---- ЦИТИРУЕМЫЙ ТЕКСТ
Однако люди, внутри которых
художественные таланты борются с естествоиспытательскими наклонностями, редко
когда соглашаются верить, что житейская реальность устроена настолько грубо и
безжалостно. И социум, надо заметить, не прочь исподволь подыгрывать мечтам о
слиянии искусства и науки в пределах некоего индивидуального проекта — по сути,
мечтам несбыточным и авантюристичным. Образчиков подобной «ретро-рекламы»
хватает. Например, неоднократно приходилось читать и слышать о художниках,
которые будто бы сумели достичь гармонии, создавая арт-объекты, прекрасные по
форме и экспериментально-научные по содержанию. Одна из самых популярных легенд
такого рода — история о том, как авангардист Владимир Татлин проектировал аэроаппарат
под гордым названием «Летатлин». Одно время Владимир Евграфович действительно
был не на шутку увлечен замыслом махолета, приводимого в действие мускульными
усилиями. Кстати, у Леонардо тоже имелись эскизы подобного устройства, хотя
конкретно на нем ренессансный гений вроде бы не зацикливался. Иное дело Татлин,
все сильнее втягивавшийся в разработку этой конструкторской утопии по мере
того, как большевистские власти все дальше отодвигали его самого и
соратников-авангардистов от реального участия в построении «государства
победившего пролетариата».
--------
---- ИСХОДНЫЕ ДАННЫЕ
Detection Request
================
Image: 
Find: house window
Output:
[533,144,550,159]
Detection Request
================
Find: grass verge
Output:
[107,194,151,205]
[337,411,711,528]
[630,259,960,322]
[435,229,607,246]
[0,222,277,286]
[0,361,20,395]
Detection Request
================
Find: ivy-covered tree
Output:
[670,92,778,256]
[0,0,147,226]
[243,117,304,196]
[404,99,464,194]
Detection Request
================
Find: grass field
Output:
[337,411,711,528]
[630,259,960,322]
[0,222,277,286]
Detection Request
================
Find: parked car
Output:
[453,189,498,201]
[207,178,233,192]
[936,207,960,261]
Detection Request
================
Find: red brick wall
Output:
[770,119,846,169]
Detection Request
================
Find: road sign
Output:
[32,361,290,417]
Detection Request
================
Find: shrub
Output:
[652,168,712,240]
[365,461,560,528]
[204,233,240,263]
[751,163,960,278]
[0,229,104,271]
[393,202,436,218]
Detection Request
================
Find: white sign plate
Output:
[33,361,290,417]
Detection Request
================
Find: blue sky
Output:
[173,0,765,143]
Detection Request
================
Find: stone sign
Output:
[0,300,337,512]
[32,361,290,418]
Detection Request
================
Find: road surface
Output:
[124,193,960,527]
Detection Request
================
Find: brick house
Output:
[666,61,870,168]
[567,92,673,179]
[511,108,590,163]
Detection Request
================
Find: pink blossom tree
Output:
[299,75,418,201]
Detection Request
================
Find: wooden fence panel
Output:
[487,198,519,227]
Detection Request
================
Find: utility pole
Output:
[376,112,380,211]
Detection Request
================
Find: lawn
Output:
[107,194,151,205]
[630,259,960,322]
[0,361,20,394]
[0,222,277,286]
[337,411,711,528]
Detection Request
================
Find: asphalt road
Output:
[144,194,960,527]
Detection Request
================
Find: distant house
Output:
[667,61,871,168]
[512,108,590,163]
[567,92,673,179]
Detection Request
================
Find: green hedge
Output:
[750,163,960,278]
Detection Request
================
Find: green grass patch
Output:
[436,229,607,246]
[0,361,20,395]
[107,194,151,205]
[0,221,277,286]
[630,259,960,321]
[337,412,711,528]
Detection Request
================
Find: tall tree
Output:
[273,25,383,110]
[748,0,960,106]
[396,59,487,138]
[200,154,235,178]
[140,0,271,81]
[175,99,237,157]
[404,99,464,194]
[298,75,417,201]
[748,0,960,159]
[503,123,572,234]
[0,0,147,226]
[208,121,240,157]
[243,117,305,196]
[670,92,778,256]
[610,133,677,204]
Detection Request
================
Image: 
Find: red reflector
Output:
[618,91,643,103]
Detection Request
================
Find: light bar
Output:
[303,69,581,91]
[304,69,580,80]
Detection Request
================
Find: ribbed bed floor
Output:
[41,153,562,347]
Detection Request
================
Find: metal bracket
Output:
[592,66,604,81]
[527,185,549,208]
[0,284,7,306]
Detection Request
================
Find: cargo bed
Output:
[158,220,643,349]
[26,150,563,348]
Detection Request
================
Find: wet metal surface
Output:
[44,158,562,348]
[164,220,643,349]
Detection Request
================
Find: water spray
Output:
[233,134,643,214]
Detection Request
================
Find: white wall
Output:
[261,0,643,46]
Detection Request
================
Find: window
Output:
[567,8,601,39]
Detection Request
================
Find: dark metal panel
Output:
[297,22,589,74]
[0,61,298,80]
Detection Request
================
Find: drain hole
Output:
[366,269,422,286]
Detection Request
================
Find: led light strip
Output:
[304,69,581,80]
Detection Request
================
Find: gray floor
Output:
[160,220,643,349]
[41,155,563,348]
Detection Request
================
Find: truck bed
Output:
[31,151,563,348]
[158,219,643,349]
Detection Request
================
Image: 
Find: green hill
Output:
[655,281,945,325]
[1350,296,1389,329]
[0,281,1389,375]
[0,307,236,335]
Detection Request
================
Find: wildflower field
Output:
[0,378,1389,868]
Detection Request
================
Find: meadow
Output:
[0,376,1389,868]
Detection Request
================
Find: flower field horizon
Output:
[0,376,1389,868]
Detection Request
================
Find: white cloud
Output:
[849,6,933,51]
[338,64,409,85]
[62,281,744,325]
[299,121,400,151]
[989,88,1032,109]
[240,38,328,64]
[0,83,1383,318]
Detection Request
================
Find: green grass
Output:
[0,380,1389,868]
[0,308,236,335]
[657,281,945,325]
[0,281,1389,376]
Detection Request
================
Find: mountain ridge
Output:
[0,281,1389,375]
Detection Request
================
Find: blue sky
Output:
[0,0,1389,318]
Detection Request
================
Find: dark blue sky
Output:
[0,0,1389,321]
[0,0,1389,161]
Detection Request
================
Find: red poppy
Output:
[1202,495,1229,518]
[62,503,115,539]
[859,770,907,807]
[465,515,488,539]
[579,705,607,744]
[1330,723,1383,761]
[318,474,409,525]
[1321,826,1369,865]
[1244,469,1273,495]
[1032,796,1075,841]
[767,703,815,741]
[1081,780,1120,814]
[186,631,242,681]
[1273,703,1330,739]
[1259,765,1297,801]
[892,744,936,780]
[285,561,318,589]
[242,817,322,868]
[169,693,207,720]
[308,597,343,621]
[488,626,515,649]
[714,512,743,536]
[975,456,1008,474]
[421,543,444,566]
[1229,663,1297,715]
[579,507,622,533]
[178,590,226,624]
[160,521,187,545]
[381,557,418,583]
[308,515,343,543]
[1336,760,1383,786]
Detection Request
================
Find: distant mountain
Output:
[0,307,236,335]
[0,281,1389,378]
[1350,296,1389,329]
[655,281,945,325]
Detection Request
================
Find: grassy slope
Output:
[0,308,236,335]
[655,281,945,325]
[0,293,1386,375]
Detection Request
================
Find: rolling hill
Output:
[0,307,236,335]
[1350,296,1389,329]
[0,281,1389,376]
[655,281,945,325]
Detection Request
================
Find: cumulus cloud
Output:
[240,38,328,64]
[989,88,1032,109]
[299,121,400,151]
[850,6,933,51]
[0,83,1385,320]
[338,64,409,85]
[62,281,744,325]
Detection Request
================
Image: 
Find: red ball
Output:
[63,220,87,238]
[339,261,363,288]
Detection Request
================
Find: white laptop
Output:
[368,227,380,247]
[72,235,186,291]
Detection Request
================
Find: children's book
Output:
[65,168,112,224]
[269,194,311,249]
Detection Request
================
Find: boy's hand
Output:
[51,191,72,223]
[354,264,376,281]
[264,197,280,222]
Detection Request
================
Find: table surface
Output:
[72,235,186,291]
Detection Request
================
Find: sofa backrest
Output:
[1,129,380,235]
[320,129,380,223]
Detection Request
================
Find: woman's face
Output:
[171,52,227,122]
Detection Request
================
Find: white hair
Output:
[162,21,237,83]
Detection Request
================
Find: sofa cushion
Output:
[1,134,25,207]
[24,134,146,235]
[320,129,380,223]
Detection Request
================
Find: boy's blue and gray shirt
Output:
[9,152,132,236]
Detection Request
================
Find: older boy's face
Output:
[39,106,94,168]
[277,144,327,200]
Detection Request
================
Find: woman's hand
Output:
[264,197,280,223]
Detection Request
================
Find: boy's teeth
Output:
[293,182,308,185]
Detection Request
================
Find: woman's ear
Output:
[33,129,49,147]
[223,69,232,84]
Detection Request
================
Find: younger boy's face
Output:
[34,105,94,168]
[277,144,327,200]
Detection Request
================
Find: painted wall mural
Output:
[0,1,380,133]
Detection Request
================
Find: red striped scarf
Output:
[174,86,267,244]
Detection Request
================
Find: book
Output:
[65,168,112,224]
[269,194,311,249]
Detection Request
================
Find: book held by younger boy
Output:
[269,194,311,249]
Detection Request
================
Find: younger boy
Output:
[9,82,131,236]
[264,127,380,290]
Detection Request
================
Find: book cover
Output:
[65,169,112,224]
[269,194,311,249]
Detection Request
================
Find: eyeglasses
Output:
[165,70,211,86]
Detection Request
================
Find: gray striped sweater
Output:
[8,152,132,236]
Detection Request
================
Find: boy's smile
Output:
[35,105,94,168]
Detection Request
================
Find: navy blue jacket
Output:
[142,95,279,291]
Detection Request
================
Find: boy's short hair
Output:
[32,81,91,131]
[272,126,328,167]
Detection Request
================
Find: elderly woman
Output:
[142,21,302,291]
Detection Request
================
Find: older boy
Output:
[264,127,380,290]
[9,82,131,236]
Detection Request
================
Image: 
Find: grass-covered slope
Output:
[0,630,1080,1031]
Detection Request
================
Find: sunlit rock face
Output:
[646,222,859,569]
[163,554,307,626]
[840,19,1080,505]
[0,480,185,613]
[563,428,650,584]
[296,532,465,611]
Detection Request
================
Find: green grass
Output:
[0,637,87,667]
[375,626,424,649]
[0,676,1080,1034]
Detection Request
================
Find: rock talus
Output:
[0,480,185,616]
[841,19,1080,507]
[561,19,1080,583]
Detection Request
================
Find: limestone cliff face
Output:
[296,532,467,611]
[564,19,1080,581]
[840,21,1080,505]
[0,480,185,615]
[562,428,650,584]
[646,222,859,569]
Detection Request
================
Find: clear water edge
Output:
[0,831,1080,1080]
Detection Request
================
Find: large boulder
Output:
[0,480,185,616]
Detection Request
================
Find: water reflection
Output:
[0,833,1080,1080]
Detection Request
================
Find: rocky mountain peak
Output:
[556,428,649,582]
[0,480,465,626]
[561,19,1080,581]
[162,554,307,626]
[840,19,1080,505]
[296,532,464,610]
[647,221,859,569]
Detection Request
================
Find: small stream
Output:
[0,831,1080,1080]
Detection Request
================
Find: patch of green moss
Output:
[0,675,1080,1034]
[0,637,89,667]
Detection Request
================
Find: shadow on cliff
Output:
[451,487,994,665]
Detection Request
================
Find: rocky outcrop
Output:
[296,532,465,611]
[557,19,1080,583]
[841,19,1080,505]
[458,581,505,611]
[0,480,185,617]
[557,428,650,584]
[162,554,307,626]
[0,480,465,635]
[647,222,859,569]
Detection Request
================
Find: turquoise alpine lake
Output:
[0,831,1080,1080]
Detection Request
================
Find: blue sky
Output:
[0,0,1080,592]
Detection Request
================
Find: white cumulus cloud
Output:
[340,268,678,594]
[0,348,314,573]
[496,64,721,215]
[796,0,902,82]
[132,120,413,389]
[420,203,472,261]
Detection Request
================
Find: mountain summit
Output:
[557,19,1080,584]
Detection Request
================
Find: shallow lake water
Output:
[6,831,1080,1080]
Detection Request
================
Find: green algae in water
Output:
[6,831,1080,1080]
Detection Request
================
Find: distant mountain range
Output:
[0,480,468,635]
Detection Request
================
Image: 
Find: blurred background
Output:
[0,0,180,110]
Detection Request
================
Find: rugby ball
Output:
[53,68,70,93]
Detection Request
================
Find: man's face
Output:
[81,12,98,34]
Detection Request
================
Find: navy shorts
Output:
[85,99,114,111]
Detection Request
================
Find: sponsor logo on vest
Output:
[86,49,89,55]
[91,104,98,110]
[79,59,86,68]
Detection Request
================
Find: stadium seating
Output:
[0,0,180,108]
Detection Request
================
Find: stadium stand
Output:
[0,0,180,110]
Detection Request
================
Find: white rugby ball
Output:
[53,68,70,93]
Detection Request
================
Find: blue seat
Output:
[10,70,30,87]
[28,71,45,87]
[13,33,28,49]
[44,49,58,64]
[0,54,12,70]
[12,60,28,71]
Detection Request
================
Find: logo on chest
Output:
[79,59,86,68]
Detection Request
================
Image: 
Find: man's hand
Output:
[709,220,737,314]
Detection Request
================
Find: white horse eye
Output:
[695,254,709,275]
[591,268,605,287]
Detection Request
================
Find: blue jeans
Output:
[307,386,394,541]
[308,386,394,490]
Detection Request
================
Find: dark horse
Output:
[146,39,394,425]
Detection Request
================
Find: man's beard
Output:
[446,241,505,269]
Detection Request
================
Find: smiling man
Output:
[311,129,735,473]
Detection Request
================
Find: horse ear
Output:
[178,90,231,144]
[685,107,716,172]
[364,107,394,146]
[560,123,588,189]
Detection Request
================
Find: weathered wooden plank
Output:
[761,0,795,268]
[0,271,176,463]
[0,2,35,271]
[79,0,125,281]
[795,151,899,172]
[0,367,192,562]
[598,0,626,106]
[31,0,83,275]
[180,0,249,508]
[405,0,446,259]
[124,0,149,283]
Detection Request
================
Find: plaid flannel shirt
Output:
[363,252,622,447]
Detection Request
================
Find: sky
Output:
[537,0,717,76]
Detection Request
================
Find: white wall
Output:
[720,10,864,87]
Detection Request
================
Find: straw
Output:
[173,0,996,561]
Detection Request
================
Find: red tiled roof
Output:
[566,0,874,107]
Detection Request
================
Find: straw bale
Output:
--------
**ЗАДАНИЯ:**
**1)** Переведите на английский язык предложение из текста о Татлине: «Одно время Владимир Евграфович действительно был не на шутку увлечен замыслом махолета, приводимого в действие мускульными усилиями.»
**2)** Продолжите текст о Татлине и его махолете, начав сразу после последнего предложения.

**ОТВЕТЫ НА ЗАДАНИЯ:**
**1)** At one time, Vladimir Yevgrafovich was indeed seriously taken with the idea of an ornithopter powered by muscular effort.

**2)**
Как и знаменитый проект Башни III Интернационала, «Летатлин» идеологически
произрастал из мощной художественной концепции, получившей наименование «конструктивизм».
Однако Владимира Евграфовича больше прельщала не утилитарность, а фантазия,
побуждающая к быстрому перевороту в массовом сознании. Своего рода памятником
этой стратегии, переросшей в одержимость, и стал в свое время «Летатлин»
(авторскую модель аппарата можно было увидеть на недавней ретроспективе
художника в Третьяковке). Сегодня для одних этот проект служит примером
возвышенных устремлений русского авангарда, другие воспринимают его как казус.
Вряд ли надо уточнять, что «Летатлин» так никуда и не полетел, да и не мог
полететь — просто по законам аэродинамики.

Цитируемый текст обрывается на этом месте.